- **Work request**:
In the Mother's Day essay below, write out the passage from "The System Still" up to and including "front yard photo.", word for word.

- **Extract to read**:
What Comes After Brunch

The System Still Fails The Women It Celebrates


Like many of the 41 million mothers across the United States, I celebrated Mother’s Day yesterday with my four beautiful children.

They showered me with handmade cards, a shrinky dink necklace, and a fill-in-the-blank “About Mom” that accurately called out my affection for couch lounging—twice. I went to yoga. I cheered from the soccer sidelines (Go Bees!). I forced my kids to take a front yard photo.

My heart was full.

And yet, I couldn’t help but think that today—after the cards have been opened, the flowers admired, and the bottomless mimosas have finally run out—we’re still living in a society that doesn’t place much value on moms.

Or on women in general.

- **Data extracts**:
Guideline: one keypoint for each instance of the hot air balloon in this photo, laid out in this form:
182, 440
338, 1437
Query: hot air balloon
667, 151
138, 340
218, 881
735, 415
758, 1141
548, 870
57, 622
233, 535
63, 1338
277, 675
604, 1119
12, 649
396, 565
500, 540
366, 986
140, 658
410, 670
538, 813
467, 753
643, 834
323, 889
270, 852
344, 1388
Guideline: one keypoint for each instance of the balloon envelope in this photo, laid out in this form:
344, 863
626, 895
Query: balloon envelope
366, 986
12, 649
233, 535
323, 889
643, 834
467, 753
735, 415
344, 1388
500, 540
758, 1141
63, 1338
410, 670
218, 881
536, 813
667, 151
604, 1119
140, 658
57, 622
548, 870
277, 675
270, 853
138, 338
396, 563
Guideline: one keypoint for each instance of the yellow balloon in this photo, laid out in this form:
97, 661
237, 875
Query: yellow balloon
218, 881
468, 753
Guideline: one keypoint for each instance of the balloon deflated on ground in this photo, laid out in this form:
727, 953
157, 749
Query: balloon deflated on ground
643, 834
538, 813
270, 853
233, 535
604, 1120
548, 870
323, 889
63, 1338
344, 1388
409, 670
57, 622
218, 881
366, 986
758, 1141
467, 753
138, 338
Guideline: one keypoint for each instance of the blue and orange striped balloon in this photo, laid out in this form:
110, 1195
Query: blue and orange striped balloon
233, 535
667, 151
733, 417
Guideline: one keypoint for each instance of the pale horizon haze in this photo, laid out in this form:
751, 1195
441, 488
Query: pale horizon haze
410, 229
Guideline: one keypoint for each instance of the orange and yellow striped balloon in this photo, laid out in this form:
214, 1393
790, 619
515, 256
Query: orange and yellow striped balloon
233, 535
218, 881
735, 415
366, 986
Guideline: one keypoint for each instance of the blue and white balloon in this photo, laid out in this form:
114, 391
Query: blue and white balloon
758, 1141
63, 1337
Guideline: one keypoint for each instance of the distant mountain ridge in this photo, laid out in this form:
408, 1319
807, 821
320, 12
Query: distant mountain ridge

- **Task response**:
The System Still Fails The Women It Celebrates


Like many of the 41 million mothers across the United States, I celebrated Mother’s Day yesterday with my four beautiful children.

They showered me with handmade cards, a shrinky dink necklace, and a fill-in-the-blank “About Mom” that accurately called out my affection for couch lounging—twice. I went to yoga. I cheered from the soccer sidelines (Go Bees!). I forced my kids to take a front yard photo.